Since the data must remain as supplied, reproduce it word for word.

**Stored records:**
__________________________________________________

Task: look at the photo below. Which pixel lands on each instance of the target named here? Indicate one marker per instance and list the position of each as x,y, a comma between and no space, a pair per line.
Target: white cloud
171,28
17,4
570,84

__________________________________________________

**Response to the exercise:**
Task: look at the photo below. Which pixel lands on each instance of the target named here? Indicate one marker per instance and list the position of each as x,y, a comma between and no space, a pair per line.
Target: white cloud
171,28
17,4
570,84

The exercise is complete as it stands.